OBJECTIVE: Exactly and only the lines from the one containing "Expected: one point per instance of the red" through the close of the entries below are to be set down.

(Point-based annotation data)
● ● ● ●
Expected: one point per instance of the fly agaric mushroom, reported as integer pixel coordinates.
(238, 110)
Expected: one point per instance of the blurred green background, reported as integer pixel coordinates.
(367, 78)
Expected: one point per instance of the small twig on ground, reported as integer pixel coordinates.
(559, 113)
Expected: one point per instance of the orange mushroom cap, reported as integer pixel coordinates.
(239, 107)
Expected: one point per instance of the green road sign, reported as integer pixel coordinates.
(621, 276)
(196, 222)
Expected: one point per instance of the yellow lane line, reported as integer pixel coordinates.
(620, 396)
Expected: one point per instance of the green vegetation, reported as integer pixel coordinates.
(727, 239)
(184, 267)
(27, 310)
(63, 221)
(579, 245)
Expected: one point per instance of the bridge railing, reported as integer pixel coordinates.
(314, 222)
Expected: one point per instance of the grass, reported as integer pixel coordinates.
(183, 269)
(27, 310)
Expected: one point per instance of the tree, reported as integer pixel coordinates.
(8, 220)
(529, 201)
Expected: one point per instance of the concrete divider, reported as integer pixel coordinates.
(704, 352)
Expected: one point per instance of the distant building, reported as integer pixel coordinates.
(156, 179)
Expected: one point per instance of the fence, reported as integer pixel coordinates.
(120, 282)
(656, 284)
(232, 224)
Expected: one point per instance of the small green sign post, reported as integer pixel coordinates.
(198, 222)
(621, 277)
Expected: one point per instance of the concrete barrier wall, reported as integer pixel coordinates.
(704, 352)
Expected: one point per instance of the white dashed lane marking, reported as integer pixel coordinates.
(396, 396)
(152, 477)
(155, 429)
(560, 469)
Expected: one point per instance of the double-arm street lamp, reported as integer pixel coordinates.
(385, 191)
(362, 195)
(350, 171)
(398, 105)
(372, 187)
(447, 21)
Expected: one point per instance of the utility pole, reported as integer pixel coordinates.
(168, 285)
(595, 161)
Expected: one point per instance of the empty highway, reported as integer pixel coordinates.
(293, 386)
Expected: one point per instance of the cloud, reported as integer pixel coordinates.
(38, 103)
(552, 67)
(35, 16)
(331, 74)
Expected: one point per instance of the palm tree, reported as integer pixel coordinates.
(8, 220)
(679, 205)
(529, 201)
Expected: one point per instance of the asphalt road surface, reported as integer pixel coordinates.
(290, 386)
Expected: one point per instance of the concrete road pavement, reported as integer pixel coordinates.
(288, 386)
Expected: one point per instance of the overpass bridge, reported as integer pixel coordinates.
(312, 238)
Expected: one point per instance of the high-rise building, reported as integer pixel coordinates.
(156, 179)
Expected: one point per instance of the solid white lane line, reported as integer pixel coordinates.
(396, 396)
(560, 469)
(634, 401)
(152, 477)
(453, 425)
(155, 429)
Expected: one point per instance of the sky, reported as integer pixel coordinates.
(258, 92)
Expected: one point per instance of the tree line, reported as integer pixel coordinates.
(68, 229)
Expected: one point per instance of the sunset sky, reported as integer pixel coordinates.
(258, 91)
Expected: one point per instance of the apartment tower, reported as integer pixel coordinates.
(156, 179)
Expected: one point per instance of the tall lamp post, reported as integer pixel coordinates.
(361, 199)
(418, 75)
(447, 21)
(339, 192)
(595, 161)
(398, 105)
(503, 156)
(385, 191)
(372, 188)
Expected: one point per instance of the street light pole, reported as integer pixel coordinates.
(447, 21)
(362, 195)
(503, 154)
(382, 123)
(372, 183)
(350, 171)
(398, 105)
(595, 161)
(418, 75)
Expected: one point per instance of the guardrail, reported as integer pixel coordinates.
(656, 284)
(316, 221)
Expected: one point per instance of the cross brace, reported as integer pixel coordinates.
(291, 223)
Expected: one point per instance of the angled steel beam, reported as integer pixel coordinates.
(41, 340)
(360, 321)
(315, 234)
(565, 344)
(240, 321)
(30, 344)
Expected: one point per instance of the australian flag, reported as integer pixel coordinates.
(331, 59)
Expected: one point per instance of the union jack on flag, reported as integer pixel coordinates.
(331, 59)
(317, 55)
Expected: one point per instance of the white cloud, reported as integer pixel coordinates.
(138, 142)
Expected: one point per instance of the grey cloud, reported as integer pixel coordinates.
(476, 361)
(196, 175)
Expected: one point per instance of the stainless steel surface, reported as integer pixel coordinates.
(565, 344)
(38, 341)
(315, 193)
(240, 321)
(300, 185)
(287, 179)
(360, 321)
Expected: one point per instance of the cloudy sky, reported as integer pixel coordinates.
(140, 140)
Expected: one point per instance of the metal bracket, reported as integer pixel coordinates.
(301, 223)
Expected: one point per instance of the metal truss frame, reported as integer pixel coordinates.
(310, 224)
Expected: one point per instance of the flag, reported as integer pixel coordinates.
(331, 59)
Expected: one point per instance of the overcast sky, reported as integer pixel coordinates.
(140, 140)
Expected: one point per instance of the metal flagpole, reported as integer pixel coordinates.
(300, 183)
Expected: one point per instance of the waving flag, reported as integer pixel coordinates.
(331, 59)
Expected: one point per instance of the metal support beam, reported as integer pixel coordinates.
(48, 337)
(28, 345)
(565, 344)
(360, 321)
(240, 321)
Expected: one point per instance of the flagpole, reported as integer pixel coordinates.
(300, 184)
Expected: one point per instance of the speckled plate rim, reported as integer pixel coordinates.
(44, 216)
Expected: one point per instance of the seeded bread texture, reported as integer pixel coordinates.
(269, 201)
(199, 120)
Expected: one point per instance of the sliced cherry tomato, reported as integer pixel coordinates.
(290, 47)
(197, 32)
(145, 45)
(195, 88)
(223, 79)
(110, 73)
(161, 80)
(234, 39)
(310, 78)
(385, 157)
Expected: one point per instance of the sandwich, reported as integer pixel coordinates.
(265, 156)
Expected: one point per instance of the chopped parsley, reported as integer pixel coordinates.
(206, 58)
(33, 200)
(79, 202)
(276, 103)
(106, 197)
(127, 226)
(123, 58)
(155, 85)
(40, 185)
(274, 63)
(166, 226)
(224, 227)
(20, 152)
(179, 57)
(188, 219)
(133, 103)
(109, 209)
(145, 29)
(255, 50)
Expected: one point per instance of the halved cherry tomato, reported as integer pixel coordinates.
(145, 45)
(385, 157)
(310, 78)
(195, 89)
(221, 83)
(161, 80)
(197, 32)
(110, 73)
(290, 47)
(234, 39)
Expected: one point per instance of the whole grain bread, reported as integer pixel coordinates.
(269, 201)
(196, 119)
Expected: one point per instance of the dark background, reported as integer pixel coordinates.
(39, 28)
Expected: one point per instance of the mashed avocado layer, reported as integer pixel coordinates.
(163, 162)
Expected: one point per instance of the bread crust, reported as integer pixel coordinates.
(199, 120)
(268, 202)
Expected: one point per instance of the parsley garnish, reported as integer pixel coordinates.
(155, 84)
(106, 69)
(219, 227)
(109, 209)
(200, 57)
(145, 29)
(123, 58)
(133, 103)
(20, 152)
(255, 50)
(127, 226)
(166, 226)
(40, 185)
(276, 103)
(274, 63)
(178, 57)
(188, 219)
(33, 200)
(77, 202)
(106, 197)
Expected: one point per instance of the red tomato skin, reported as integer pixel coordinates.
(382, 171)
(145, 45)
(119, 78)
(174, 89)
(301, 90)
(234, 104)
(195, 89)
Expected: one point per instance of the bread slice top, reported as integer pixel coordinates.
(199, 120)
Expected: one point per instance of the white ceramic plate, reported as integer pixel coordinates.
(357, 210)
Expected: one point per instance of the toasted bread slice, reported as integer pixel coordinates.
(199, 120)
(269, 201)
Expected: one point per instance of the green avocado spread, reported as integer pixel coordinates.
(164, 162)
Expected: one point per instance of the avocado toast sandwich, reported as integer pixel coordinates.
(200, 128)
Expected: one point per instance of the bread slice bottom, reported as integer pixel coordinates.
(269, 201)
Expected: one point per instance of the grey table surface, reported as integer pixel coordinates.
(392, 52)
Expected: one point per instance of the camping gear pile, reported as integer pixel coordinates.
● ● ● ●
CORRECT OUTPUT:
Expected: one point per instance of the red tomato skin, reported as integer pixel coordinates.
(382, 171)
(145, 45)
(119, 78)
(174, 89)
(301, 90)
(234, 104)
(195, 89)
Expected: one point per instance of the bread slice top, reported as integer pixel coordinates.
(199, 120)
Expected: one point per instance of the white ceramic plate, reported as integer pixel coordinates.
(357, 210)
Expected: one point per instance of the toasted bread slice, reported as integer pixel coordinates.
(199, 120)
(269, 201)
Expected: one point per instance of the green avocado spread, reported as integer pixel coordinates.
(164, 162)
Expected: one point per instance of the avocado toast sandwich, reported as integer pixel coordinates.
(200, 128)
Expected: one point per instance of the bread slice bottom, reported as integer pixel coordinates.
(269, 201)
Expected: one point per instance of the grey table surface, reported as integer pixel coordinates.
(392, 52)
Expected: one point per instance of the camping gear pile, reported as integer pixel coordinates.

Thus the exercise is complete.